** Data follows **

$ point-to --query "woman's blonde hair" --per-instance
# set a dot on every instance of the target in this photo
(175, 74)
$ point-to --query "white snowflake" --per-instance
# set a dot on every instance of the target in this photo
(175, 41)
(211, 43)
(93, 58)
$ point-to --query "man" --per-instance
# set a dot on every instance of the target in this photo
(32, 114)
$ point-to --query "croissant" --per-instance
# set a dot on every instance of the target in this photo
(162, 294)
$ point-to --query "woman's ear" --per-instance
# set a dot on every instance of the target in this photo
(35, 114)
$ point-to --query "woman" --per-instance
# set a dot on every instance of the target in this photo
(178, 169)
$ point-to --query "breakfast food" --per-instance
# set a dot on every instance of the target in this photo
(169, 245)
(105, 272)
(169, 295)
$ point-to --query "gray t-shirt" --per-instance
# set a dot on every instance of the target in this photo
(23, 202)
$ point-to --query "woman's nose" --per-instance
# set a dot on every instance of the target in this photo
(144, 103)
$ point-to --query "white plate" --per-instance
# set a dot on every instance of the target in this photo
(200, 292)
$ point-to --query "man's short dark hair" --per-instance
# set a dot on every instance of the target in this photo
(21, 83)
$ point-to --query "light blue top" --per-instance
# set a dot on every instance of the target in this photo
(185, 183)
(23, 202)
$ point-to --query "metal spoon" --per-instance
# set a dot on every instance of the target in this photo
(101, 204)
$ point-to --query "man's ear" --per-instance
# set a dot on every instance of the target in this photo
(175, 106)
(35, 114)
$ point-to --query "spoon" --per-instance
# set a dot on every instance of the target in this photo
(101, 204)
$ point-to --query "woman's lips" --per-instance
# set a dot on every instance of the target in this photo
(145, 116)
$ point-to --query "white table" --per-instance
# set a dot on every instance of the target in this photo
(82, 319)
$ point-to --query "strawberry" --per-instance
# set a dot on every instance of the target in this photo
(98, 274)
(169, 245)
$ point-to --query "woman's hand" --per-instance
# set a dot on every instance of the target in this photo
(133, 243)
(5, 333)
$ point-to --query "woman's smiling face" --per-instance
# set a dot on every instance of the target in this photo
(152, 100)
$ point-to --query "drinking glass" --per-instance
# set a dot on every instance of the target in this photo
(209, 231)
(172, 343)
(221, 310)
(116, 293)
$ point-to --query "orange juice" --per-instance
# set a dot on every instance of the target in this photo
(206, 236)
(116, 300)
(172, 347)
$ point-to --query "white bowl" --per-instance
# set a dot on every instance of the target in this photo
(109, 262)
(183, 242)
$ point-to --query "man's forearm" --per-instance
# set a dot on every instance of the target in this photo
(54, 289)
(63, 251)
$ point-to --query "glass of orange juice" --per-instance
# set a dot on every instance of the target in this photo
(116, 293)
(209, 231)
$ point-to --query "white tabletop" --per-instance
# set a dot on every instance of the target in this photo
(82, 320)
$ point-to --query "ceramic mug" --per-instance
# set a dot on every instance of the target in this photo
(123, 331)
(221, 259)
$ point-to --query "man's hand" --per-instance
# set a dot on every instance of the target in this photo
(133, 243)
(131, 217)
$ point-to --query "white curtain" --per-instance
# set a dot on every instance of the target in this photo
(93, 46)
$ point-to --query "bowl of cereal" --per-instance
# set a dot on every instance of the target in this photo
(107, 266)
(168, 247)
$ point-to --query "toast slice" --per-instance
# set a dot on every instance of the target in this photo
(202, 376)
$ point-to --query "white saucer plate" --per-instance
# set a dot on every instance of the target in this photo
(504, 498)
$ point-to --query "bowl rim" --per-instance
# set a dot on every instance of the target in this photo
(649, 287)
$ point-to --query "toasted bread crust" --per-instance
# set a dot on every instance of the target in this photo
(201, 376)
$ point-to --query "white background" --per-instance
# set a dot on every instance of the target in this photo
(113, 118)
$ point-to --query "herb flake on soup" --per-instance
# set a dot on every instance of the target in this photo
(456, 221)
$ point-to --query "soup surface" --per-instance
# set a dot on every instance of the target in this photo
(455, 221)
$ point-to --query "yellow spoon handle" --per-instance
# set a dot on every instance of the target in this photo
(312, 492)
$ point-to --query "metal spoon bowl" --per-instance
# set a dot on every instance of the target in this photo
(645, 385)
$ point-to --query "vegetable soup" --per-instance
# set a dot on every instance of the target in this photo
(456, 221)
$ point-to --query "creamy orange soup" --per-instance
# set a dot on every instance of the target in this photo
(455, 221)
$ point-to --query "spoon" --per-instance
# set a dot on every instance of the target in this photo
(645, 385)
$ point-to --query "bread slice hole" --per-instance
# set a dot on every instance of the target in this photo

** End of Data **

* _What this task involves_:
Lines that contain "metal" are to be copied from the records above.

* _Result of the task_:
$ point-to --query "metal spoon" --per-instance
$ point-to --query "metal spoon bowl" --per-instance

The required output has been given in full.